Find the integral solution of $$a^b - b^a = 3$$ I am a student of class 10 and got this question in a maths competetive exam.
I have tried converting into a log equation in one variable, or solve it by using parity but couldn't solve it.
Thanks in advance
I suppose you are familiar with the inequality $\ln(1+x)\le x$. Now if $b>a$, then $$b^a=a^a\left(1+\frac{b-a} a\right)^a=a^a e^{a\ln(1+(b-a)/a)}\le a^a e^{b-a}.$$
When $a\ge 3$, we have
$$3=a^b-b^a\ge a^a(a^{b-a}-e^{b-a})\ge a^a(a-e)\ge27(3-e)>7$$
a contradiction. So $a\le2$ if $b>a$. But it can be checked that there is no solution for $a=1$ (obvious) and $a=2$ (since $2^b-b^2>3$ for $b\ge 5$). We conclude that there is no solution satisfying $b>a$. But $b\neq a$, so the only possibility is that $b<a$.
However, for $3\le b<a$, it's well-known that $a^b<b^a$. So it's only possible when $b\le 2$. For $b=1$ the solution is $(a,b)=(4,1)$. For $b=2$, due to the same reason above($a^2-2^a<-3$ for $a\ge 5$), there is no solution.
To conclude, the only solution is $(a,b)=(4,1)$.
Consider the equation in modulo $3$, clearly we have $$ a^b\equiv b^a\pmod3 $$
Clearly $a=b=1$ is a solution of this equation. However this does not solve the original. We note that $4\equiv 1 \pmod 3\ $ and conclude that $a=4, b=1$. This a positive integer solution to your equation.
It is the same as a parity argument that you said you tried. In a parity argument however you consider $(\mod 2)$. I chose $(\mod 3)$ as it gets rid of the $3$ and allows the equation to be written in a simpler form.
– Ali Caglayan Dec 20 '16 at 03:18$a,b$ are of opposite parity,
If $b$ is odd, and $b>1$ we further have $b>a$. Then in the equation $a^b = b^a+3$ has LHS equal to $0$ modulo $8$, while RHS is $4$ modulo $8$.
If $a \ge 3$ is odd, then in the above equation, LHS and RHS will be $1, 3$ resp. modulo $8$.
The only remaining case is $b=1$, which gives $a=4$.
Hence the only solution is $(4,1)$.

### Request A
Please retype the records word for word, from the line containing "bundle in this photo, one per instance." through the end of the records.

(Pointing and labeling records)
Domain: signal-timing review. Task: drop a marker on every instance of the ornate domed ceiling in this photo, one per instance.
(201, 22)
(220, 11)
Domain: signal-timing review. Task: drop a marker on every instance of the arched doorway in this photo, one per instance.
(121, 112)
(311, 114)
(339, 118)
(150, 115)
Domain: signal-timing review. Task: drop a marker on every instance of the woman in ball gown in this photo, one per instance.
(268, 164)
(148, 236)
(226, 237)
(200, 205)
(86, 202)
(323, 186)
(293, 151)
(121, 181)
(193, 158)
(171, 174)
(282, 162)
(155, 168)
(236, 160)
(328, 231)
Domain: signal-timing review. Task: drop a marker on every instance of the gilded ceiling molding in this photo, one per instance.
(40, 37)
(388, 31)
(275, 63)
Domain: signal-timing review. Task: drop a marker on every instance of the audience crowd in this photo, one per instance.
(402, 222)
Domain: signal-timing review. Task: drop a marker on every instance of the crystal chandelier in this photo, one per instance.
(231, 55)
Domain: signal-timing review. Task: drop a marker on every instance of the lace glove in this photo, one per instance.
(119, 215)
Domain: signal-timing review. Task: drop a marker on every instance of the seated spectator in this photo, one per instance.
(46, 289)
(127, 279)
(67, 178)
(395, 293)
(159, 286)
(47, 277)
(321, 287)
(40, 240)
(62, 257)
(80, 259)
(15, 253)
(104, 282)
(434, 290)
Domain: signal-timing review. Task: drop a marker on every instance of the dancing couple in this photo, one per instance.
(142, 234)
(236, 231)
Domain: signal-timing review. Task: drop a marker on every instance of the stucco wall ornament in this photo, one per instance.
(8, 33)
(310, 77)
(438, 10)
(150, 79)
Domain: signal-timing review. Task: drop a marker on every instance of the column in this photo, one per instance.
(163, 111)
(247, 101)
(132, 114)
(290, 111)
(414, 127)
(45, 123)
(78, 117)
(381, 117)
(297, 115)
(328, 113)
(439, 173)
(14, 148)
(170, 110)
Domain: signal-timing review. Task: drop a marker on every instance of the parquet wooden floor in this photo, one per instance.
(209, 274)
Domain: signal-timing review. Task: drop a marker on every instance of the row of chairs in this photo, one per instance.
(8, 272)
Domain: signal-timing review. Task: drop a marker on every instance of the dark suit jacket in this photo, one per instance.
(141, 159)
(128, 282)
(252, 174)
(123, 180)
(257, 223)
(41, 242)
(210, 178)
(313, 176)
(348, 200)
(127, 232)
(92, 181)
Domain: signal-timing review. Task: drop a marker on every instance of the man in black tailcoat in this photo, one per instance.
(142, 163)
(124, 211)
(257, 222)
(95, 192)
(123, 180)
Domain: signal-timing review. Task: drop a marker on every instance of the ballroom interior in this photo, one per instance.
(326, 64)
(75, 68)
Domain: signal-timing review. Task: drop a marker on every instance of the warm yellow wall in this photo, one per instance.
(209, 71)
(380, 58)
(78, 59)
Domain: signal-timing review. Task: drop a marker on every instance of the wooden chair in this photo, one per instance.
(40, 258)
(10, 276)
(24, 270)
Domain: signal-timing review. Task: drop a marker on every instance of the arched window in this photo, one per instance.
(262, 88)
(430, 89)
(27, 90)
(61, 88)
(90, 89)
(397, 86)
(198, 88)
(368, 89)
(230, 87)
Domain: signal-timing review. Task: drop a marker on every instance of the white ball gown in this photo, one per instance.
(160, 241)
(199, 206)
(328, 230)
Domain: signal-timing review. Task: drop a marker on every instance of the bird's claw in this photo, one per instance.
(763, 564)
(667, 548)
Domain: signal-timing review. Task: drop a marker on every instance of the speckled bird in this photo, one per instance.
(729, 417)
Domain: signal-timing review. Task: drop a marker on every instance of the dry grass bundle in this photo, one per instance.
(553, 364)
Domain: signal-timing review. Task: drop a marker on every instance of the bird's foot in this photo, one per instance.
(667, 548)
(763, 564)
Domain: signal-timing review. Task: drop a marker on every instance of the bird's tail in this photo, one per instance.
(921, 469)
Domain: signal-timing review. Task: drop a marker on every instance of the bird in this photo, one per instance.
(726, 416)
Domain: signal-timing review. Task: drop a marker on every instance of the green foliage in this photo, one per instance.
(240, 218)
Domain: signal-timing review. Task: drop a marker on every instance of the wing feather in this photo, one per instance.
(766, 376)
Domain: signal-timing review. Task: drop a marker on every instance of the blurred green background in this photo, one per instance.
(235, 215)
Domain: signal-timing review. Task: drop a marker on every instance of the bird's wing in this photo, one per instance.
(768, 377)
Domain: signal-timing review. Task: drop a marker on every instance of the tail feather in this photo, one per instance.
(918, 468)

### Request B
What does the thread on solving a^b − b^a = 3 give as the only solution?

### Solution A
Domain: signal-timing review. Task: drop a marker on every instance of the dry grass bundle in this photo, one per instance.
(553, 364)
Domain: signal-timing review. Task: drop a marker on every instance of the bird's foot in this photo, one per instance.
(667, 548)
(763, 564)
Domain: signal-timing review. Task: drop a marker on every instance of the bird's tail in this photo, one per instance.
(921, 469)
Domain: signal-timing review. Task: drop a marker on every instance of the bird in this photo, one per instance.
(726, 416)
Domain: signal-timing review. Task: drop a marker on every instance of the green foliage in this photo, one per instance.
(240, 218)
Domain: signal-timing review. Task: drop a marker on every instance of the wing feather in this photo, one per instance.
(766, 376)
Domain: signal-timing review. Task: drop a marker on every instance of the blurred green background in this photo, one per instance.
(235, 215)
Domain: signal-timing review. Task: drop a marker on every instance of the bird's wing in this photo, one per instance.
(768, 377)
Domain: signal-timing review. Task: drop a marker on every instance of the tail feather in this photo, one per instance.
(918, 468)

### Solution B
(a, b) = (4, 1)